__Quoted passage__.

##############################

Cannabinoids In Herbs?

Posted by Slippery Buddha Inc on

We have received a few messages from clients asking how it's possible for our tinctures to work as well as (and sometimes better than) their expensive CBD oils. Well for one thing, not all CBD oil is created equal, but also because they were designed that way! Don't get me wrong, cannabis is something that will not be 100% replaced by one herb alone, BUT this doesn't mean that herbs when combined properly (especially when accompanied with specific terpenes) won't get the job done just as well. 


You see, these formulations have been used by us for years and years, we perfected them ages ago! We had them available when cannabis oils were something unheard of to the masses. Herbs have been used as medicine for ages, any good herbalist/alchemist will acknowledge this. 


For example let's take our Holy Chill (the holy basil/tulsi adrenal tincture) or our Better Than Zanex (which also contains tulsi) - you see certain types of basil contains cannabinoids. Holy basil (also known as tulsi) contains terpenes such as caryophyllene oxide, linalool, myrcene, methyl chavicol, gamma caryophyllene, alpha humulene, thymol, cineole, methyl-eugenol and camphor. 

Tulsi is one of those herbs that is also received through our endocannabinoid system, it's soothing and calming effect help us manage stress, calm the mind before bed, acts as a useful meditation ally, supports our adrenals and so much more.

##############################

__Material provided__.
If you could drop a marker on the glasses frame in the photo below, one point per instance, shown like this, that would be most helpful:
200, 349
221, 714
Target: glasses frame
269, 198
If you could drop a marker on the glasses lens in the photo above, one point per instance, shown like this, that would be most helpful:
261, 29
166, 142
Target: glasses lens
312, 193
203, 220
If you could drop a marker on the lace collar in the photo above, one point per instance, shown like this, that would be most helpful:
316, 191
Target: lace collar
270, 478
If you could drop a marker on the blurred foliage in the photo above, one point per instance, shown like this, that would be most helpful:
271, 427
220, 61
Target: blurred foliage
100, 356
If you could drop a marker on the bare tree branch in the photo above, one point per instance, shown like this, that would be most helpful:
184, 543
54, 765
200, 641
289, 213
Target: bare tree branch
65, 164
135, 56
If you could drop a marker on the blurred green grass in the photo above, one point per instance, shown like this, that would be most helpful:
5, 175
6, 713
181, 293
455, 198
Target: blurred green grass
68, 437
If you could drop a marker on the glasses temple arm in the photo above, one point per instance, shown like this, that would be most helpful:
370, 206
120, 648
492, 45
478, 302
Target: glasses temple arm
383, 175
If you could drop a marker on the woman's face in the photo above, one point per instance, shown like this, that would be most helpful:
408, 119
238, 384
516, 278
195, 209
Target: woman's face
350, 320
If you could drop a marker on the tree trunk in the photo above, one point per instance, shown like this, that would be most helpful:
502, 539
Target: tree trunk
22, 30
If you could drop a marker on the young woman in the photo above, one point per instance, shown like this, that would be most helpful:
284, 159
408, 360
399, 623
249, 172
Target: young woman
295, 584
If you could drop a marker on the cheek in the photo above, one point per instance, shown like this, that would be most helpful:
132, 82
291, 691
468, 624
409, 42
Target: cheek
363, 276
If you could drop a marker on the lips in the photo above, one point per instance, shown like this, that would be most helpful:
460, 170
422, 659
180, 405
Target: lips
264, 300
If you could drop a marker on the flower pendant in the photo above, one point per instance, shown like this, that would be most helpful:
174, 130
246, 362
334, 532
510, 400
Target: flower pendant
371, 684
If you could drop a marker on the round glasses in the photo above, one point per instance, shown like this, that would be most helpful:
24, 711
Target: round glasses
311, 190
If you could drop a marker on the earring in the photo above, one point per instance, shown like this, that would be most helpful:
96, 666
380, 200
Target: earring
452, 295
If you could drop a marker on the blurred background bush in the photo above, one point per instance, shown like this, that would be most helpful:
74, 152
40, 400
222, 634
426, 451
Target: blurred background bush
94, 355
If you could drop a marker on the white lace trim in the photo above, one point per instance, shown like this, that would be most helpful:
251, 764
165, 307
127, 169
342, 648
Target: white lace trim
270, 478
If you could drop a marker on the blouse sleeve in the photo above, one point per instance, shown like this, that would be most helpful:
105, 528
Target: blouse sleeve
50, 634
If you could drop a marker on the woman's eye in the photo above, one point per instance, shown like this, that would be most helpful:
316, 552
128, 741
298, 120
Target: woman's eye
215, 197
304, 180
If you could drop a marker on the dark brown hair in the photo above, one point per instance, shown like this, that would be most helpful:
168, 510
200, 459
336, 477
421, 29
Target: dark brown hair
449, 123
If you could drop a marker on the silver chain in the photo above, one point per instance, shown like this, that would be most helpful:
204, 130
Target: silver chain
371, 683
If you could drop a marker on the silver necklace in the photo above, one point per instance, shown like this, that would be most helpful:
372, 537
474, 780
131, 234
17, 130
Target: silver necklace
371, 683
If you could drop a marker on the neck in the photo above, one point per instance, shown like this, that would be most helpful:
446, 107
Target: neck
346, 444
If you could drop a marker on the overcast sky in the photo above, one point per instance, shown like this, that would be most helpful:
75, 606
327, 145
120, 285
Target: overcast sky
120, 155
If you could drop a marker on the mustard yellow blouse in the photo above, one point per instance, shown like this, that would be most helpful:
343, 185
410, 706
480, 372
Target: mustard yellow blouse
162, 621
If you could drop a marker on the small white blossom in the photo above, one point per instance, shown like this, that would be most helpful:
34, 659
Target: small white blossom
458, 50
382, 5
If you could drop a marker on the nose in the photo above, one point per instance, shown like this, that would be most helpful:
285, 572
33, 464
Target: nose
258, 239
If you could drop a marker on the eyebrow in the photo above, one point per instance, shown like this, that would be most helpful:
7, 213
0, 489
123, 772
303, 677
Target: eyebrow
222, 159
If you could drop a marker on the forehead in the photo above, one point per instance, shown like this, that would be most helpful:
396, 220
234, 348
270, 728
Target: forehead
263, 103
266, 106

##############################

__Work instructions__.
1 > From the post on cannabinoids in herbs, list everything the text says tulsi's soothing and calming effect does for us.
2 > Transcribe the part of the post on cannabinoids in herbs from "Cannabinoids In Herbs?" to "will acknowledge this.".

__Answers per task__.
1 >
- Helps us manage stress
- Calms the mind before bed
- Acts as a useful meditation ally
- Supports our adrenals

2 >
Cannabinoids In Herbs?

Posted by Slippery Buddha Inc on

We have received a few messages from clients asking how it's possible for our tinctures to work as well as (and sometimes better than) their expensive CBD oils. Well for one thing, not all CBD oil is created equal, but also because they were designed that way! Don't get me wrong, cannabis is something that will not be 100% replaced by one herb alone, BUT this doesn't mean that herbs when combined properly (especially when accompanied with specific terpenes) won't get the job done just as well. 


You see, these formulations have been used by us for years and years, we perfected them ages ago! We had them available when cannabis oils were something unheard of to the masses. Herbs have been used as medicine for ages, any good herbalist/alchemist will acknowledge this.